╭──

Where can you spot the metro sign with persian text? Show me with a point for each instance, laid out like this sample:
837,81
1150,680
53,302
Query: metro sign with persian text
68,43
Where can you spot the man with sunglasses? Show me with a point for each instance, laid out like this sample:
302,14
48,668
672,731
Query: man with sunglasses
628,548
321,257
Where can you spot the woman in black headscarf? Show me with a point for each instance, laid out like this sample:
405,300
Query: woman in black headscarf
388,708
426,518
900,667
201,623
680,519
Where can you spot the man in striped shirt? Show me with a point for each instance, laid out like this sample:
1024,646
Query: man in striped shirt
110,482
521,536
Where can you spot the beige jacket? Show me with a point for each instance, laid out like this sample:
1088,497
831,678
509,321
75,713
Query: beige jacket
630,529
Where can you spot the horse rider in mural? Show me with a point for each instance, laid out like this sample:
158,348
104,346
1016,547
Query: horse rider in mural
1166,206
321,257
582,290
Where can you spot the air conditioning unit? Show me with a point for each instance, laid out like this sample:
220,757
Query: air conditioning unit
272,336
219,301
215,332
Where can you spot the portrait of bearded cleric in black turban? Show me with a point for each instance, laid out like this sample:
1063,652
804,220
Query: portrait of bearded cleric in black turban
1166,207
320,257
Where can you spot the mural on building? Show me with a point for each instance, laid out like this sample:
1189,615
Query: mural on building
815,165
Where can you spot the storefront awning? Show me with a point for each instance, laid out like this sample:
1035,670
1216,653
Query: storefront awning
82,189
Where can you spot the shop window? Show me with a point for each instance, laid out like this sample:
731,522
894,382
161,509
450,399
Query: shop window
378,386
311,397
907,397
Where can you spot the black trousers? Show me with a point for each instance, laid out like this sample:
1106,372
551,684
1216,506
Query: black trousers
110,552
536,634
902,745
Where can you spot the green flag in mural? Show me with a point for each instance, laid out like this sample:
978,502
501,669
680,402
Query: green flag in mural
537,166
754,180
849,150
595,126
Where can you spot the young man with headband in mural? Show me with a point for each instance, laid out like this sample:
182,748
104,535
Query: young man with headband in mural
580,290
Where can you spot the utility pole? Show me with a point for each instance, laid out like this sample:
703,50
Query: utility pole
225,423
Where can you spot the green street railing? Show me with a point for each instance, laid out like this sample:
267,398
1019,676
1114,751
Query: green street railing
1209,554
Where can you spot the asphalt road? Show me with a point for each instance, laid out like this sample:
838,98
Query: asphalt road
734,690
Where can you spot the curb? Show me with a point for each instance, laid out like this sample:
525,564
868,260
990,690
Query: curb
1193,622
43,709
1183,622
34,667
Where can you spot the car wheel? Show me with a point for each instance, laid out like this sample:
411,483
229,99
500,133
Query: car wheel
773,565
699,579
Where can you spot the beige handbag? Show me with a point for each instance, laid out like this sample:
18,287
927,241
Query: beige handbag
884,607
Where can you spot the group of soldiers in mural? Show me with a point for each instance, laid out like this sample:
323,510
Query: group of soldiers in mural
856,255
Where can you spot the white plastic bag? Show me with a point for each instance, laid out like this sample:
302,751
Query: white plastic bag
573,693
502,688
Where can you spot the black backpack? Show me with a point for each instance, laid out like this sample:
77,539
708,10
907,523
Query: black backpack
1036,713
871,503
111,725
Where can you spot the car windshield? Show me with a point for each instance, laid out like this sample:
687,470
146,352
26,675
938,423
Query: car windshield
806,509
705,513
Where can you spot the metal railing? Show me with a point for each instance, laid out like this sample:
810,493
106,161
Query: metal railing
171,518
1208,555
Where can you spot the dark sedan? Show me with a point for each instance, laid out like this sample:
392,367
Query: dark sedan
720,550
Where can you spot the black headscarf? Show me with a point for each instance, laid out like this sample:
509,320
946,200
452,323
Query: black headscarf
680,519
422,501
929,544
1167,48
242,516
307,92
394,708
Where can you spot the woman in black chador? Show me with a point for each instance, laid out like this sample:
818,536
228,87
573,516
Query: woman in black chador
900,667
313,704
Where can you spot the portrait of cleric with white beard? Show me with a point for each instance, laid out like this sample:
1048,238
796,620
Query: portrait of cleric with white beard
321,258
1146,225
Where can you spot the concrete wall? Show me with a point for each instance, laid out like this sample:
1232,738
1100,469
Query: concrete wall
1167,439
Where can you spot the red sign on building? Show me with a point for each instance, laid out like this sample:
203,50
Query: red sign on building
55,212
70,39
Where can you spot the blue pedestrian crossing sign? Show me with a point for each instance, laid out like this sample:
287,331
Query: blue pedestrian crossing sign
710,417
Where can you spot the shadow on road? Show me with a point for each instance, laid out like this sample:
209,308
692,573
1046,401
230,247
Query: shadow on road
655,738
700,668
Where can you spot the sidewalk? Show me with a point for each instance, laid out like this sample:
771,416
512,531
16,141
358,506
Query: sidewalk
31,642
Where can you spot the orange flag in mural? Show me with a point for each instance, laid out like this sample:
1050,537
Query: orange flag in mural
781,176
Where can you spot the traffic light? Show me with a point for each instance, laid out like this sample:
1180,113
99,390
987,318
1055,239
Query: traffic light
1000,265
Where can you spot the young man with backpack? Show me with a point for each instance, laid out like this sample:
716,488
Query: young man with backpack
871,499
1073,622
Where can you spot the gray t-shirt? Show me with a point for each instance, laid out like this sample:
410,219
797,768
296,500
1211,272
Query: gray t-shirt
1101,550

╰──

§ **YOUR TASK**
Express the lines of the listing as a numbered list, starting with the line containing "Where can you spot the young man with backpack?" and continuing through the end of the listing, with both of those lines included. Omit any blank lines.

§ **THE COMPLETED TASK**
1. Where can you spot the young man with backpack? Show me with a point for each instance, laid out like this sample:
2. 716,488
3. Query: young man with backpack
4. 871,499
5. 1073,622
6. Where can you spot the gray t-shirt? Show me with a point for each instance, laid out like this sample:
7. 410,219
8. 797,768
9. 296,500
10. 1211,272
11. Query: gray t-shirt
12. 1101,550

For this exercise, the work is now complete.